[Dataset entries]
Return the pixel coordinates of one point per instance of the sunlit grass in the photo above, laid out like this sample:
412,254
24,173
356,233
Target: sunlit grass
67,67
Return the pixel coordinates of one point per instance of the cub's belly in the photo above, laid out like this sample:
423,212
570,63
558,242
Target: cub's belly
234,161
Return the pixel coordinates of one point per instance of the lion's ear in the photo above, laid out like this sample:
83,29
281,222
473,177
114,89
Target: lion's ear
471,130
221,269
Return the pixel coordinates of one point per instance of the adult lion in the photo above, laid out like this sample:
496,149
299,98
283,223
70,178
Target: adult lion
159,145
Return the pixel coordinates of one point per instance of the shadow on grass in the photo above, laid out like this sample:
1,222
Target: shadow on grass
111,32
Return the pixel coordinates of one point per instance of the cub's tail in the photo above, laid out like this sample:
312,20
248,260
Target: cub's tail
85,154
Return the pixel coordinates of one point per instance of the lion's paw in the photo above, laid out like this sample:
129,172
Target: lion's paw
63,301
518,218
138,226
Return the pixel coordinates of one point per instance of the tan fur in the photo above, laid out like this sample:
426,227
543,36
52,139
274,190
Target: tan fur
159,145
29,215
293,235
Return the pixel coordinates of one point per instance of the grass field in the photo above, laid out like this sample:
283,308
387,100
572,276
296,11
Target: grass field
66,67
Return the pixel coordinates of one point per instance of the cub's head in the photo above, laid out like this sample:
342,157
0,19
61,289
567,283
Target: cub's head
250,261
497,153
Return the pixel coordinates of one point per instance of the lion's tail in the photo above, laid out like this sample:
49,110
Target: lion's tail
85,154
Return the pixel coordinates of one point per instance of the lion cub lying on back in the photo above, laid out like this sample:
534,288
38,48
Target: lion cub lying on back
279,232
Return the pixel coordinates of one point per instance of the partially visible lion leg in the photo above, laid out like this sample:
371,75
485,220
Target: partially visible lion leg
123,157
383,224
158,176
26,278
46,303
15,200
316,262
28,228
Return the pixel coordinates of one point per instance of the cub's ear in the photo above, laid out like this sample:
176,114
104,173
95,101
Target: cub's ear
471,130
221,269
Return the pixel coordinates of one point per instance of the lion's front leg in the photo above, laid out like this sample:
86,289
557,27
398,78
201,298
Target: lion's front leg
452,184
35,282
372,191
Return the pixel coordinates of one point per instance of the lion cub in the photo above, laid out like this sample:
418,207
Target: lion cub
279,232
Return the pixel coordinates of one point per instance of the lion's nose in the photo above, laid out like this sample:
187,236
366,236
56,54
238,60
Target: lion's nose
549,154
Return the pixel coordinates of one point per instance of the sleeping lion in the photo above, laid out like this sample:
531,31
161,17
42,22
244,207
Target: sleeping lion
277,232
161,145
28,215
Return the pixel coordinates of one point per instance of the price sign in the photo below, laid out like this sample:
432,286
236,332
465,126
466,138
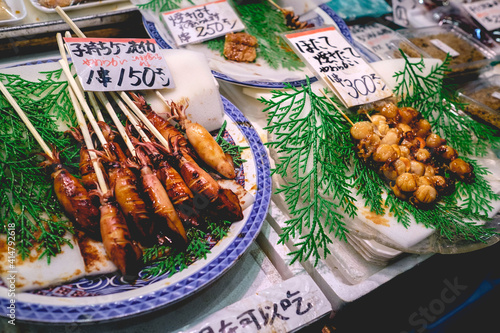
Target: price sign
375,36
199,23
332,57
487,13
116,64
400,10
285,307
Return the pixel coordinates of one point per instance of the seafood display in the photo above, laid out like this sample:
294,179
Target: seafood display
138,211
240,47
400,145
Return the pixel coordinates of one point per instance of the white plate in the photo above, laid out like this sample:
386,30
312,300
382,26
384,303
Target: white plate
109,297
18,11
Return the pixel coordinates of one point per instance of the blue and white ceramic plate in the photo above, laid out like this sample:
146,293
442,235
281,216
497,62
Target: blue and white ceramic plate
257,74
109,297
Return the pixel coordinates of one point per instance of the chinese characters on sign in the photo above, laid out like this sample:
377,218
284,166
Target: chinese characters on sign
487,13
334,59
199,23
264,315
116,64
284,307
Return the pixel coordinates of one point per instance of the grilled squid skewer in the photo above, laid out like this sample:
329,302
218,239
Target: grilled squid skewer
203,143
158,197
118,243
72,196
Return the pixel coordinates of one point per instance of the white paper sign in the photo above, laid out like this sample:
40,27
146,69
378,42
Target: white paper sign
400,11
487,13
285,307
119,64
496,94
444,47
333,58
203,22
375,36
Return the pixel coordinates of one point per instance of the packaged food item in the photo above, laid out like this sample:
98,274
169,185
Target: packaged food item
468,55
55,3
5,11
446,12
483,99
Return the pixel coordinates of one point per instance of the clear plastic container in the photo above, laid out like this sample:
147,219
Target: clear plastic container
469,56
483,99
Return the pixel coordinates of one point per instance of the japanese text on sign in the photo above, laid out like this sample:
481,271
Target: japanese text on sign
487,13
331,56
199,23
400,11
116,64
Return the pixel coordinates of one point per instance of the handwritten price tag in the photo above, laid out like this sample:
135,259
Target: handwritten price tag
375,36
116,64
400,11
283,308
487,13
331,56
199,23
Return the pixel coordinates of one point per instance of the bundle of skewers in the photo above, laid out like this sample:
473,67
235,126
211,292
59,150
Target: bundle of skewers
143,187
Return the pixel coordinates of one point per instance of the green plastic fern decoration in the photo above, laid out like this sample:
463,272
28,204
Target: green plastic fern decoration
311,146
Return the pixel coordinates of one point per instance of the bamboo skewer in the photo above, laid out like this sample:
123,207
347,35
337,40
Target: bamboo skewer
122,94
121,129
142,117
160,96
83,102
26,121
337,108
88,142
130,116
70,22
90,94
82,123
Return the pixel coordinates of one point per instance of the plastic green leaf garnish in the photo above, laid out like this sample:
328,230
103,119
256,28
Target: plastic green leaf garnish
316,157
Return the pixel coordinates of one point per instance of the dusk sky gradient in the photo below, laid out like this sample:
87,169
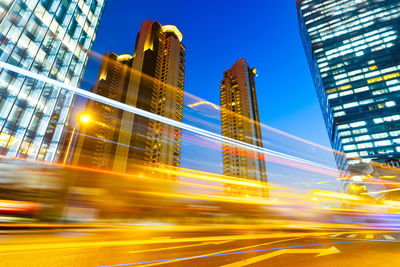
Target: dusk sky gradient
216,34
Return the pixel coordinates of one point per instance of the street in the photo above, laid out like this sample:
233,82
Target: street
211,245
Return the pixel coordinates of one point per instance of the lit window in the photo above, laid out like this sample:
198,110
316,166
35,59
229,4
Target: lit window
390,104
383,143
349,147
380,135
350,105
358,124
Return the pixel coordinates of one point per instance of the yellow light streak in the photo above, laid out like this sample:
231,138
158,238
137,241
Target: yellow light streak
204,103
335,195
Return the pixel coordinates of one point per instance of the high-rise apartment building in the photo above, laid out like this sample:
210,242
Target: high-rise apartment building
353,50
52,38
240,121
151,79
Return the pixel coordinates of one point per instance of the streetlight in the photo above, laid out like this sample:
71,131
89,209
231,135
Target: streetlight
83,118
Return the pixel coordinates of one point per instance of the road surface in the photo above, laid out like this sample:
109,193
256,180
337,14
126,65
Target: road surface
210,245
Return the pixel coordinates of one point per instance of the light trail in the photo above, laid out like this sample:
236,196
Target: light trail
154,262
156,117
203,102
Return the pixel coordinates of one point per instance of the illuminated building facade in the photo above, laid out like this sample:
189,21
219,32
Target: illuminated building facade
52,38
151,79
240,121
353,50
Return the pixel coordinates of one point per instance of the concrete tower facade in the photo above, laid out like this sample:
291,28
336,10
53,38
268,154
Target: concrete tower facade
151,79
240,121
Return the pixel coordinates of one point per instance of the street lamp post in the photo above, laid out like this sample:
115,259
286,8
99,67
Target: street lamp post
82,119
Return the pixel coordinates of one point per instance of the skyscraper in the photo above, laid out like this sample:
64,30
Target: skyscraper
240,121
151,79
353,50
52,38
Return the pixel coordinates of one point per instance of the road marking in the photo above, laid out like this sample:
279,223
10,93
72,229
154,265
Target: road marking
183,246
389,237
221,252
73,245
319,252
369,236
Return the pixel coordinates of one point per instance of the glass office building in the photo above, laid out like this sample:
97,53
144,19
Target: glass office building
52,38
353,50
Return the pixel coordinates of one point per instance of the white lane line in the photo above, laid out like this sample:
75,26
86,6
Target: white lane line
389,237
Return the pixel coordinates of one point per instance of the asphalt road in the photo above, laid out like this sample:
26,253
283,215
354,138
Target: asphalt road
228,246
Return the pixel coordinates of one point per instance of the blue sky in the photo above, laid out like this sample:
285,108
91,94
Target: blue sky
216,34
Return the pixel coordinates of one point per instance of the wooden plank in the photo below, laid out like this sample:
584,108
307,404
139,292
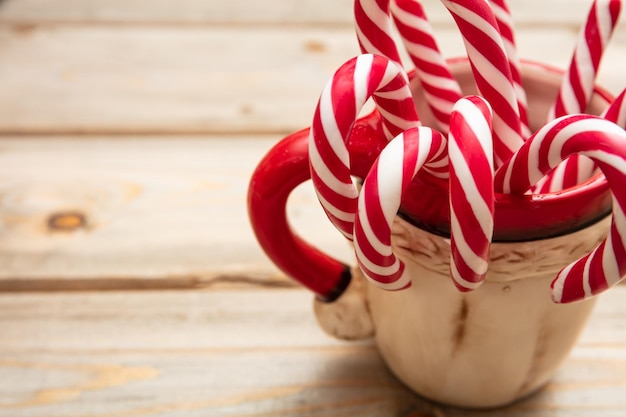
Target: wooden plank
111,80
115,80
327,12
253,353
167,211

▶ **WHAT IS REQUIRED**: Which lines in the data above hold the word "below"? Return each of them.

▶ **WRITTEN RESPONSE**:
Return the pixel coordinates of one point per instance of the price sign in the photo below, laid out like this sample:
Return the pixel coordinates of one point per instance of the dusk sky gradient in the photo below, laid out like this sample:
Return the pixel coordinates of one point per instance of the wooden plank in the photo below, laid out like this sample:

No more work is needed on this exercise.